> **EXERCISE AIM**: Which lines in the entries below contain the string "siding", matching case exactly? Pull out each of those lines in full.

> **Records from a dataset**:
——
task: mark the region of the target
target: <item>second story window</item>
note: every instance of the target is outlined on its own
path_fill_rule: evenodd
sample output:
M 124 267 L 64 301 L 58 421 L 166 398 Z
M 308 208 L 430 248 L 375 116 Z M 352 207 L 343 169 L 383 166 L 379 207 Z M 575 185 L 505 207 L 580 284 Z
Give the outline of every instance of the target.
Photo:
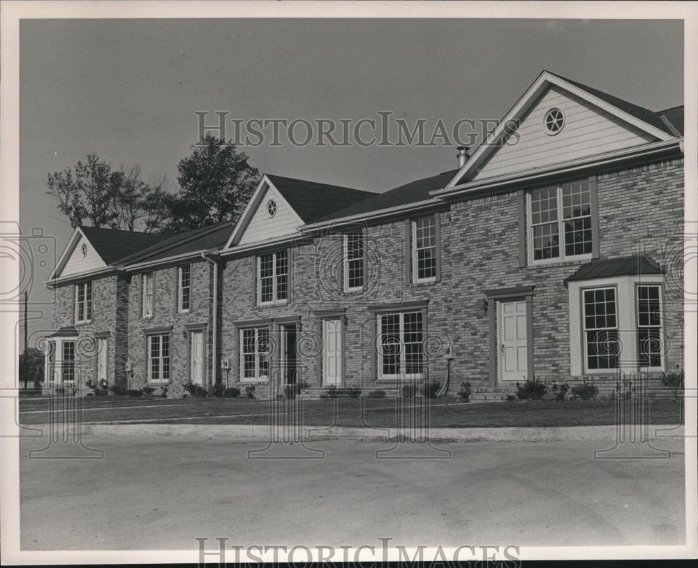
M 143 317 L 153 317 L 154 279 L 152 272 L 143 274 Z
M 177 311 L 186 313 L 191 304 L 191 267 L 188 264 L 179 267 L 177 274 Z
M 364 287 L 364 239 L 361 233 L 344 235 L 344 291 Z
M 288 253 L 279 251 L 257 257 L 257 304 L 284 304 L 288 299 Z
M 92 319 L 92 283 L 75 285 L 75 322 L 84 323 Z
M 436 280 L 436 221 L 433 215 L 412 222 L 412 281 Z
M 528 194 L 528 250 L 532 264 L 591 258 L 591 192 L 575 181 Z

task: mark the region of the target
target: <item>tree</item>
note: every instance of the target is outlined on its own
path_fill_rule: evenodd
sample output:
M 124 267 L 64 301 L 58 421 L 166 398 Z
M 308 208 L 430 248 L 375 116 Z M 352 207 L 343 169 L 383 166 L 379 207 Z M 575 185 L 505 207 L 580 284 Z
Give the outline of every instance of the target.
M 259 182 L 247 155 L 227 140 L 207 135 L 191 149 L 178 166 L 180 190 L 168 200 L 170 232 L 237 221 Z
M 112 170 L 95 154 L 73 169 L 49 174 L 46 181 L 47 193 L 73 228 L 87 220 L 93 227 L 146 232 L 161 230 L 168 221 L 166 185 L 164 176 L 144 181 L 140 165 Z
M 103 227 L 112 220 L 110 203 L 119 177 L 106 162 L 91 154 L 87 163 L 75 164 L 74 172 L 68 167 L 49 174 L 46 186 L 73 228 L 84 219 L 89 219 L 93 227 Z
M 121 167 L 119 188 L 112 195 L 112 221 L 114 229 L 145 232 L 162 229 L 169 216 L 170 197 L 167 179 L 164 175 L 151 177 L 147 182 L 141 179 L 141 167 L 135 165 L 128 171 Z

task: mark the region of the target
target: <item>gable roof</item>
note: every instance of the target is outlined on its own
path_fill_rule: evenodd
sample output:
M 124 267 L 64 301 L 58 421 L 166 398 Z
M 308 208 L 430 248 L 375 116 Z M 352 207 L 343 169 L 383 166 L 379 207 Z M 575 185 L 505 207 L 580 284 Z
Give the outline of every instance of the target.
M 550 72 L 549 71 L 549 73 Z M 600 98 L 602 100 L 605 100 L 609 105 L 613 105 L 614 107 L 620 109 L 624 112 L 627 112 L 628 114 L 632 114 L 639 120 L 646 122 L 648 124 L 651 124 L 655 128 L 659 128 L 660 130 L 664 130 L 665 133 L 671 134 L 672 136 L 675 135 L 674 131 L 663 120 L 662 120 L 662 117 L 656 112 L 653 112 L 651 110 L 648 110 L 646 108 L 638 106 L 637 105 L 634 105 L 627 100 L 623 100 L 622 98 L 618 98 L 613 95 L 609 95 L 608 93 L 604 93 L 603 91 L 599 91 L 597 89 L 594 89 L 593 87 L 585 85 L 584 83 L 573 81 L 571 79 L 567 79 L 562 75 L 556 75 L 556 73 L 550 74 L 567 81 L 568 83 L 570 83 L 575 87 L 578 87 L 580 89 L 584 89 L 587 93 Z
M 221 221 L 176 234 L 144 251 L 120 259 L 119 264 L 128 268 L 136 264 L 167 260 L 189 253 L 217 248 L 225 244 L 235 226 L 234 221 Z
M 664 110 L 658 110 L 657 114 L 662 118 L 668 120 L 671 126 L 676 129 L 676 131 L 683 135 L 683 105 L 678 107 L 671 107 Z
M 368 199 L 325 215 L 316 219 L 315 223 L 323 223 L 424 201 L 436 202 L 437 200 L 429 195 L 429 192 L 445 187 L 457 172 L 457 170 L 452 170 L 435 176 L 415 179 L 384 193 L 374 193 Z
M 161 242 L 169 237 L 167 234 L 98 227 L 80 227 L 80 230 L 107 264 L 113 264 L 120 258 Z
M 371 191 L 272 174 L 267 174 L 267 177 L 305 223 L 314 223 L 324 217 L 328 204 L 341 209 L 376 195 Z
M 565 278 L 565 283 L 566 284 L 577 280 L 594 280 L 633 274 L 646 276 L 662 274 L 664 272 L 662 269 L 646 256 L 624 256 L 584 264 L 571 276 Z
M 536 103 L 539 97 L 550 88 L 556 85 L 588 103 L 599 107 L 639 130 L 657 138 L 660 141 L 675 139 L 676 134 L 662 118 L 655 112 L 614 97 L 602 91 L 590 87 L 583 83 L 571 81 L 550 71 L 544 70 L 530 87 L 519 98 L 497 126 L 489 133 L 477 147 L 472 157 L 449 182 L 447 188 L 453 188 L 467 180 L 469 174 L 477 172 L 485 160 L 496 151 L 498 142 L 511 134 L 510 126 L 525 117 Z

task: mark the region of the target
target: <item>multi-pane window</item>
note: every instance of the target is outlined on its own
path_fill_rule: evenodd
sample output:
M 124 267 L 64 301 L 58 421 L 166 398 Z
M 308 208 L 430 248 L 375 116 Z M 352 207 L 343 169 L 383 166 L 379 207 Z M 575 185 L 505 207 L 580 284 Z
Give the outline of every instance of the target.
M 288 253 L 279 251 L 257 259 L 257 303 L 276 304 L 288 298 Z
M 587 371 L 616 368 L 620 345 L 616 289 L 584 290 L 584 315 Z
M 641 367 L 662 366 L 662 304 L 658 285 L 637 287 L 637 357 Z
M 381 377 L 417 377 L 424 372 L 424 322 L 421 311 L 378 315 L 378 365 Z
M 63 342 L 63 359 L 61 361 L 63 382 L 75 380 L 75 342 Z
M 364 286 L 364 239 L 361 233 L 344 235 L 344 291 Z
M 412 266 L 414 282 L 436 279 L 436 221 L 433 215 L 412 222 Z
M 240 331 L 240 371 L 242 379 L 269 378 L 269 328 Z
M 533 262 L 591 256 L 591 193 L 587 181 L 532 191 L 528 211 Z
M 148 380 L 170 380 L 170 334 L 148 336 Z
M 92 319 L 92 283 L 75 285 L 75 322 L 89 322 Z
M 153 299 L 154 296 L 153 273 L 146 272 L 143 274 L 143 317 L 151 317 L 153 315 Z
M 188 312 L 191 304 L 191 267 L 188 264 L 179 267 L 177 274 L 177 281 L 179 283 L 177 290 L 179 304 L 177 311 Z

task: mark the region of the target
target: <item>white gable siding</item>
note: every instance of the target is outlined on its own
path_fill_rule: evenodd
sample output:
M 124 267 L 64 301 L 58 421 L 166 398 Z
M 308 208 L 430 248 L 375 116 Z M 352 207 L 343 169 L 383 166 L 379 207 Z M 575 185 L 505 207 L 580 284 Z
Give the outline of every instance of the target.
M 87 255 L 85 257 L 82 256 L 82 251 L 81 251 L 83 243 L 87 245 Z M 70 253 L 70 255 L 68 257 L 63 270 L 61 271 L 61 274 L 58 276 L 68 276 L 70 274 L 79 274 L 81 272 L 87 272 L 89 270 L 105 268 L 106 266 L 104 264 L 104 261 L 102 260 L 99 255 L 92 248 L 92 245 L 89 244 L 89 241 L 81 237 L 77 240 L 77 244 L 75 245 L 75 248 L 73 249 L 73 252 Z
M 267 213 L 267 203 L 270 199 L 276 202 L 276 214 L 269 217 Z M 293 211 L 288 202 L 279 190 L 269 186 L 266 195 L 260 201 L 257 210 L 245 228 L 238 244 L 258 243 L 297 232 L 296 227 L 303 224 L 303 221 Z
M 546 134 L 543 117 L 553 107 L 565 114 L 565 127 Z M 590 103 L 551 87 L 524 117 L 521 140 L 495 150 L 473 179 L 483 179 L 638 146 L 656 139 Z

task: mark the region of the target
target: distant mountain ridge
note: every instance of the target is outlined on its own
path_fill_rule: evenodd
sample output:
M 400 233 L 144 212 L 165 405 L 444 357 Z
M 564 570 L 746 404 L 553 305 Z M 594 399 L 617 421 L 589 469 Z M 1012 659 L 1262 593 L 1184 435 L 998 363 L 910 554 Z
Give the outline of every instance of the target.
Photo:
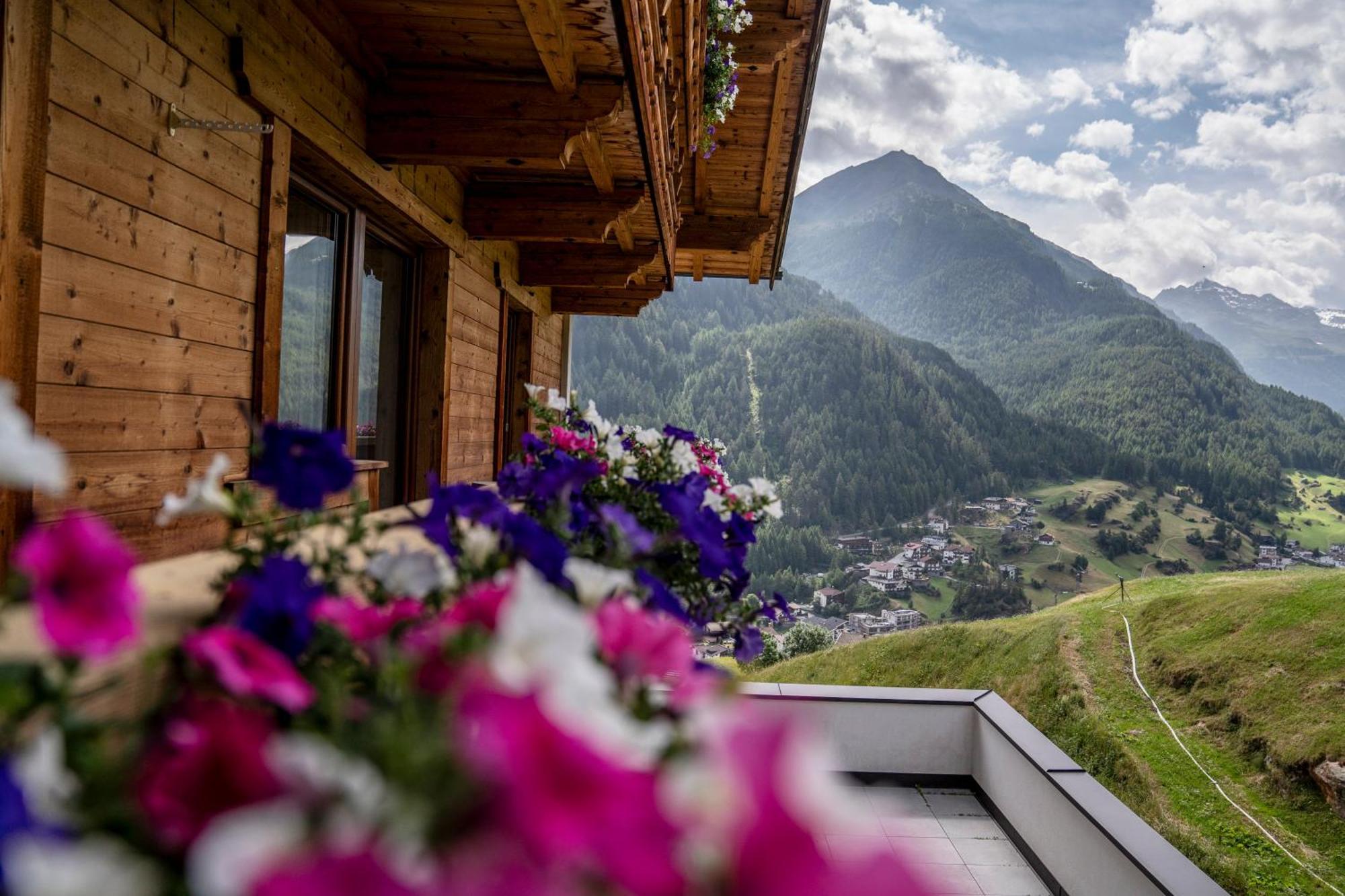
M 779 480 L 795 523 L 893 525 L 1102 464 L 1098 440 L 1010 412 L 946 351 L 799 276 L 678 281 L 639 318 L 576 318 L 572 334 L 582 400 L 724 440 L 730 472 Z
M 1345 413 L 1345 312 L 1299 308 L 1213 280 L 1163 289 L 1154 303 L 1217 339 L 1258 381 Z
M 799 194 L 784 261 L 948 350 L 1010 408 L 1104 440 L 1111 478 L 1186 483 L 1217 506 L 1275 495 L 1284 467 L 1345 470 L 1337 413 L 1255 382 L 1130 284 L 908 153 Z

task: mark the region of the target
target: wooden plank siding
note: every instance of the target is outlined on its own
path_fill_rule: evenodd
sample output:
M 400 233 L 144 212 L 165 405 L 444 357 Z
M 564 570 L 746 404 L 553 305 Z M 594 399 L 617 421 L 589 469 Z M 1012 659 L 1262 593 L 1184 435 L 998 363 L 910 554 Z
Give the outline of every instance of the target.
M 281 295 L 288 203 L 280 170 L 288 163 L 276 160 L 277 140 L 258 135 L 169 136 L 169 105 L 243 124 L 276 116 L 281 141 L 292 129 L 296 168 L 320 160 L 311 174 L 325 184 L 339 172 L 328 186 L 354 187 L 351 199 L 371 217 L 401 215 L 383 223 L 416 234 L 426 252 L 422 281 L 451 272 L 438 293 L 421 283 L 412 354 L 422 389 L 434 387 L 426 370 L 438 365 L 440 374 L 437 391 L 409 398 L 417 467 L 433 461 L 449 480 L 494 474 L 502 291 L 537 312 L 533 370 L 560 385 L 565 328 L 550 313 L 549 291 L 516 285 L 515 245 L 467 238 L 453 171 L 387 170 L 364 155 L 366 78 L 377 66 L 347 58 L 359 50 L 350 23 L 319 28 L 304 12 L 312 8 L 291 0 L 52 3 L 35 429 L 69 452 L 71 490 L 40 498 L 39 519 L 66 507 L 102 514 L 143 560 L 214 546 L 218 521 L 159 529 L 155 511 L 217 451 L 229 456 L 230 476 L 246 476 L 253 409 L 272 410 L 258 371 L 274 366 L 280 328 L 258 296 L 276 303 Z M 239 91 L 230 59 L 239 34 L 280 108 Z M 359 488 L 371 480 L 362 474 Z
M 0 379 L 12 383 L 15 405 L 31 416 L 38 391 L 51 4 L 8 0 L 0 15 Z M 0 488 L 0 577 L 31 515 L 31 491 Z

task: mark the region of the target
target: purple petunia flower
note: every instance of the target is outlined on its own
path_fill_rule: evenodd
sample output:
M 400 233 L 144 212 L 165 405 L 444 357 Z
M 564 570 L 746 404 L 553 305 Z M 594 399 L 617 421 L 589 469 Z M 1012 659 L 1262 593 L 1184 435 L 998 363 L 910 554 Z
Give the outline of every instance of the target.
M 603 505 L 597 513 L 603 522 L 621 533 L 632 554 L 654 550 L 654 533 L 642 526 L 629 510 L 620 505 Z
M 308 580 L 308 566 L 292 557 L 270 556 L 261 569 L 239 576 L 247 595 L 238 627 L 250 631 L 291 659 L 313 636 L 313 604 L 323 587 Z
M 253 479 L 273 488 L 276 499 L 292 510 L 317 510 L 327 495 L 350 488 L 355 465 L 340 432 L 268 422 Z

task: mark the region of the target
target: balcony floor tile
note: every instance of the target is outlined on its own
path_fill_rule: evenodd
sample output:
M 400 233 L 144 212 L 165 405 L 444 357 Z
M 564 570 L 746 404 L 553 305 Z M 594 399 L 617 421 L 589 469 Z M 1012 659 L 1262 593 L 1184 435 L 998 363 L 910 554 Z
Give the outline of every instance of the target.
M 1050 891 L 1030 868 L 1013 865 L 967 865 L 981 892 L 987 896 L 1050 896 Z

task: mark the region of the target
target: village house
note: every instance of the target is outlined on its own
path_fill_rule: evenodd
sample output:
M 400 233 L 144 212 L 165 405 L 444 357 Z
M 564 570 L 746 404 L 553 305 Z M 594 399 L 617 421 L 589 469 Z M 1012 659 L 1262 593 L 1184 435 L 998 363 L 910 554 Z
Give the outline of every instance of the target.
M 873 613 L 850 613 L 846 616 L 846 623 L 850 626 L 850 630 L 861 638 L 890 635 L 894 631 L 892 623 L 884 620 L 882 616 L 874 616 Z
M 868 535 L 841 535 L 837 538 L 835 545 L 841 550 L 863 556 L 872 556 L 878 548 L 878 544 Z
M 812 603 L 826 609 L 827 604 L 835 600 L 841 595 L 835 588 L 818 588 L 812 592 Z
M 845 628 L 845 620 L 839 619 L 837 616 L 812 616 L 812 618 L 806 619 L 803 622 L 808 622 L 808 623 L 811 623 L 814 626 L 820 626 L 820 627 L 826 628 L 827 634 L 831 635 L 831 642 L 833 643 L 835 643 L 841 638 L 841 635 L 845 634 L 845 631 L 846 631 L 846 628 Z
M 0 498 L 0 557 L 81 509 L 141 560 L 221 542 L 155 515 L 256 420 L 390 507 L 494 476 L 574 315 L 773 283 L 826 17 L 753 0 L 705 157 L 705 0 L 4 8 L 0 379 L 78 488 Z
M 882 622 L 890 624 L 893 631 L 905 631 L 925 624 L 925 618 L 916 609 L 884 609 Z
M 869 564 L 869 574 L 865 576 L 863 581 L 885 593 L 900 592 L 908 588 L 902 576 L 902 566 L 893 562 Z

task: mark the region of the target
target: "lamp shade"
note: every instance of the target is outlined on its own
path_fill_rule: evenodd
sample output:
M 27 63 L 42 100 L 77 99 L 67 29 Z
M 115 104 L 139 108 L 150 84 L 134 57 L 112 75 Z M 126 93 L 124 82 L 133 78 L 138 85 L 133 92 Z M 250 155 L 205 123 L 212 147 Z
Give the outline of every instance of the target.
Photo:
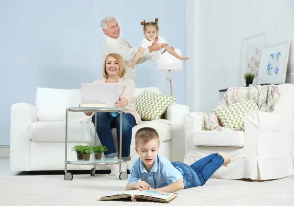
M 175 48 L 175 53 L 181 56 L 181 50 Z M 183 61 L 166 51 L 161 55 L 157 62 L 157 70 L 162 71 L 181 71 L 183 70 Z

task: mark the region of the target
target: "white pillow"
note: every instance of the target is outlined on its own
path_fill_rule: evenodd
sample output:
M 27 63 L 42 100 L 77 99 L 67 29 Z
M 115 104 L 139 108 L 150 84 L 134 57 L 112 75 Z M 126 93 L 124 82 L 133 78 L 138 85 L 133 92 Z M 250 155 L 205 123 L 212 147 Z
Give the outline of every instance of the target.
M 38 121 L 64 121 L 66 108 L 79 107 L 80 90 L 38 87 L 36 93 Z M 86 115 L 84 113 L 69 112 L 69 119 L 79 119 Z
M 136 88 L 135 89 L 135 92 L 134 92 L 134 95 L 133 95 L 133 98 L 135 99 L 142 92 L 143 92 L 144 90 L 147 90 L 148 91 L 150 91 L 152 92 L 157 93 L 158 94 L 161 94 L 161 92 L 157 87 L 146 87 L 146 88 Z

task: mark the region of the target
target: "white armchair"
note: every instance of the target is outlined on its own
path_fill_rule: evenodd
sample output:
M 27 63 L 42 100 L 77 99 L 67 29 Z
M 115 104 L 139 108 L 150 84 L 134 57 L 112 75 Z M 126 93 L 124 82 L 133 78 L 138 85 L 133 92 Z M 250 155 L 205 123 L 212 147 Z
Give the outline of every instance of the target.
M 270 180 L 294 174 L 292 155 L 294 134 L 294 85 L 278 86 L 281 97 L 273 112 L 251 112 L 245 119 L 245 132 L 202 131 L 201 116 L 184 116 L 185 155 L 191 164 L 211 153 L 222 151 L 232 162 L 212 177 Z

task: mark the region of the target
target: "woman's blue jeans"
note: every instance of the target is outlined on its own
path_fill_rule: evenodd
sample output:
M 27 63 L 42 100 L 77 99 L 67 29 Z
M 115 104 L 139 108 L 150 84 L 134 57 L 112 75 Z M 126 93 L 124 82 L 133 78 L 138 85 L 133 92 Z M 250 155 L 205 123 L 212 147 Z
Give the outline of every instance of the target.
M 191 165 L 173 161 L 172 164 L 180 171 L 184 178 L 184 188 L 203 185 L 223 164 L 222 157 L 214 153 L 199 160 Z
M 111 128 L 117 128 L 119 146 L 120 118 L 120 114 L 117 116 L 113 116 L 109 113 L 97 113 L 97 135 L 101 144 L 108 149 L 104 153 L 105 158 L 118 157 L 112 137 Z M 95 121 L 95 115 L 94 115 L 92 117 L 92 122 L 94 124 Z M 132 140 L 132 130 L 133 127 L 136 125 L 137 125 L 136 119 L 132 114 L 129 113 L 122 113 L 122 159 L 124 161 L 129 161 L 131 160 L 130 147 Z M 119 147 L 118 149 L 119 153 Z

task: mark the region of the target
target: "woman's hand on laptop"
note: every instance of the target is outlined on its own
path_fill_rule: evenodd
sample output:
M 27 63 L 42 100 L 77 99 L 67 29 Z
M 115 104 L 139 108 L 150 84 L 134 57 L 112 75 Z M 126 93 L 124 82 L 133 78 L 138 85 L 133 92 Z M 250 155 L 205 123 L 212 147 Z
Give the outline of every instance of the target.
M 119 99 L 119 101 L 118 101 L 116 103 L 115 103 L 115 107 L 118 107 L 120 108 L 123 108 L 128 104 L 128 101 L 126 99 L 126 98 L 122 98 L 121 99 L 120 98 Z

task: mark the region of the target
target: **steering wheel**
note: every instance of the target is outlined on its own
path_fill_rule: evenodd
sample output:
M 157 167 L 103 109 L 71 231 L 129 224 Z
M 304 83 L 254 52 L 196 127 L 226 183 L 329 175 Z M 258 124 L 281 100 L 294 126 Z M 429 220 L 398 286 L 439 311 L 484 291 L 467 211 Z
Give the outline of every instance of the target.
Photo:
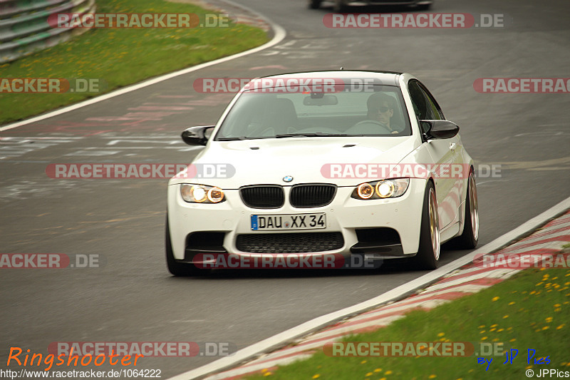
——
> **ANSWER TO THIS TASK**:
target: <item>white gable siding</item>
target: wooden plank siding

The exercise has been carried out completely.